■ ACTION ITEM ■
Locate, in the data below, the line that contains "the man's face" and the line that contains "the man's hand"; reproduce exactly those two lines and every line between them, nothing more.

┌─ RECORDS FOR PROCESSING

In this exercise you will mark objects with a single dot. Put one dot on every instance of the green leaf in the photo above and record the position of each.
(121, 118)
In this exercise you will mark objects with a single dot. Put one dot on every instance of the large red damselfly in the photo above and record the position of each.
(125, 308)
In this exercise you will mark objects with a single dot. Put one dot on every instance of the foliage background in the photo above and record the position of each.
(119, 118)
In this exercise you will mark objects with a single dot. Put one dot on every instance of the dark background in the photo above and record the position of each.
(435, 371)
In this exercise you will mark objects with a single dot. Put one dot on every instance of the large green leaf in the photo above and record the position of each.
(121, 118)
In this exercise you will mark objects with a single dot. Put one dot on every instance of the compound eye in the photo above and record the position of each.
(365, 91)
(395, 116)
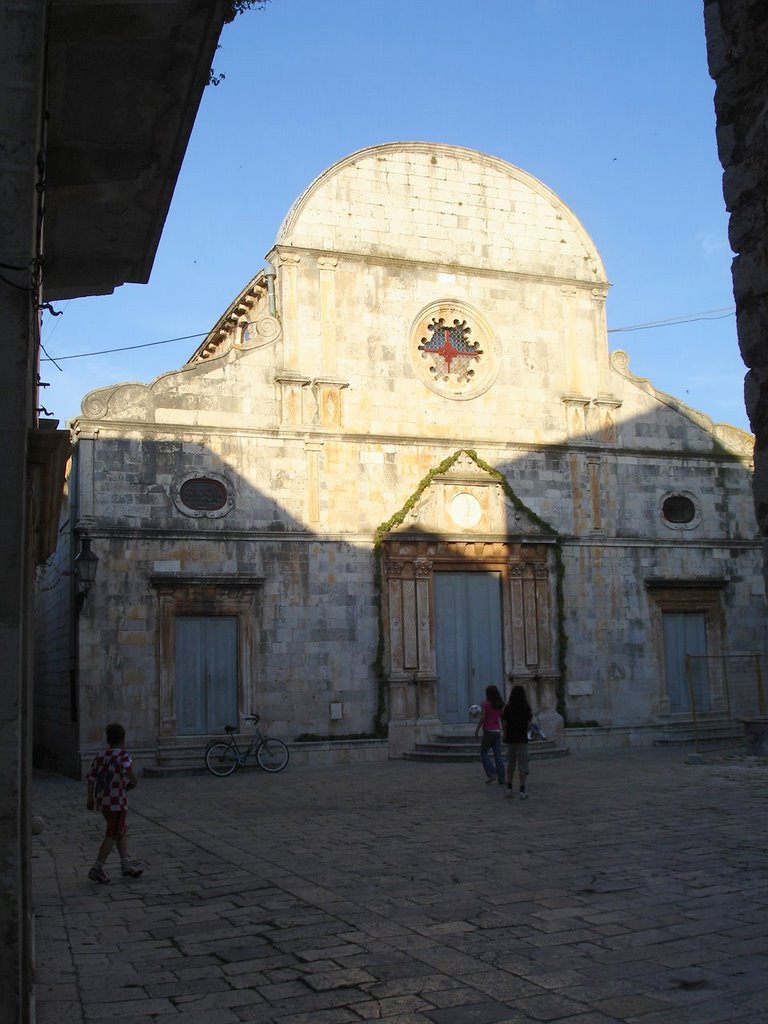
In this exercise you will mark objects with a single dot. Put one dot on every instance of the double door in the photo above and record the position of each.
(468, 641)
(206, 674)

└─
┌─ RECORDS FOR PROCESSING

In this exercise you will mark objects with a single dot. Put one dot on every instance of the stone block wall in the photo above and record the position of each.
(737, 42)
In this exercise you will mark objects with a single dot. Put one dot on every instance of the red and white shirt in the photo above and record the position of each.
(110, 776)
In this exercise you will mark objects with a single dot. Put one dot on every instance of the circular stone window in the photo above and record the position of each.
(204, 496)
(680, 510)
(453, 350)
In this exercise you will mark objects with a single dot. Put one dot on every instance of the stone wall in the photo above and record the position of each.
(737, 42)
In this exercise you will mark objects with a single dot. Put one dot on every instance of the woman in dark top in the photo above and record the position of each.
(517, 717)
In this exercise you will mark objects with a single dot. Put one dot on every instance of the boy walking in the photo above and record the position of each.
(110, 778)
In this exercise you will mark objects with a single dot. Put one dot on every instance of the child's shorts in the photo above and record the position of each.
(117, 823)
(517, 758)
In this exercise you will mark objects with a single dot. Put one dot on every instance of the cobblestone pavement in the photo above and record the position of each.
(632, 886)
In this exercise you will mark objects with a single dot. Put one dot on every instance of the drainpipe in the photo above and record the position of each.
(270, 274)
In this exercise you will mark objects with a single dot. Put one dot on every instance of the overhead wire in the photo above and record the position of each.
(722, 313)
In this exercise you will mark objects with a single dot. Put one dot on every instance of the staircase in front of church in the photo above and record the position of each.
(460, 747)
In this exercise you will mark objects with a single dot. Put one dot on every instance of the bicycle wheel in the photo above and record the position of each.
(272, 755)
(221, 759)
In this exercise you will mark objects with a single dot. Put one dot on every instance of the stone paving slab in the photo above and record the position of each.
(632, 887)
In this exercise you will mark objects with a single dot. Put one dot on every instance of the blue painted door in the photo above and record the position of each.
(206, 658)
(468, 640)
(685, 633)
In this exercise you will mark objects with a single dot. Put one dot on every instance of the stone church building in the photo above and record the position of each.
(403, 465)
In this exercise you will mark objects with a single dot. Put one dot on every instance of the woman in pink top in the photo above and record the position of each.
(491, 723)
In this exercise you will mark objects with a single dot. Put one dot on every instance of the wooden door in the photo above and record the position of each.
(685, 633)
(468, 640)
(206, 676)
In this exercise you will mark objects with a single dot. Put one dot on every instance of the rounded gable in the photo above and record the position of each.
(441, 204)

└─
┌─ RECORDS FOR PROCESSING

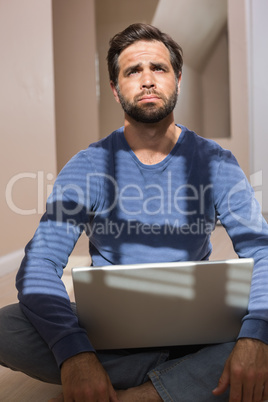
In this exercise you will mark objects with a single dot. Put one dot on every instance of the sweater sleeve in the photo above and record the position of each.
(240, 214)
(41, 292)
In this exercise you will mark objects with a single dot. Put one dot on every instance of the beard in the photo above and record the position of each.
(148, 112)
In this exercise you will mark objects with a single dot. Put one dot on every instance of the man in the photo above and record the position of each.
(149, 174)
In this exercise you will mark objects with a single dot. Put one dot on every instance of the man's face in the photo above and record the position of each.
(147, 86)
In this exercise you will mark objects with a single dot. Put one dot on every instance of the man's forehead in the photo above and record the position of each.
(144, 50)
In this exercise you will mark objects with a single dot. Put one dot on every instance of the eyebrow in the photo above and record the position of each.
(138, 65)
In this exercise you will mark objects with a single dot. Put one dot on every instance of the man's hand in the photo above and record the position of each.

└─

■ RESULT OF THIS EXERCISE ■
In this exercise you will mark objects with a single dot. Put one dot on every instance of the man's face in the photo above and record the position of each.
(147, 86)
In this exercise you will mark objects with a single dot. Put one dot on every instance of the man's forehead in the photo above and record the position of each.
(144, 50)
In this exercise you will mark objects with a single dot. Put one dot on every instance of the eyebrow in the photo above and record the position of each.
(138, 65)
In this exercise you will mark objects with a single dot. Put one dot on every instance of the man's hand in the photo above and record the position of each.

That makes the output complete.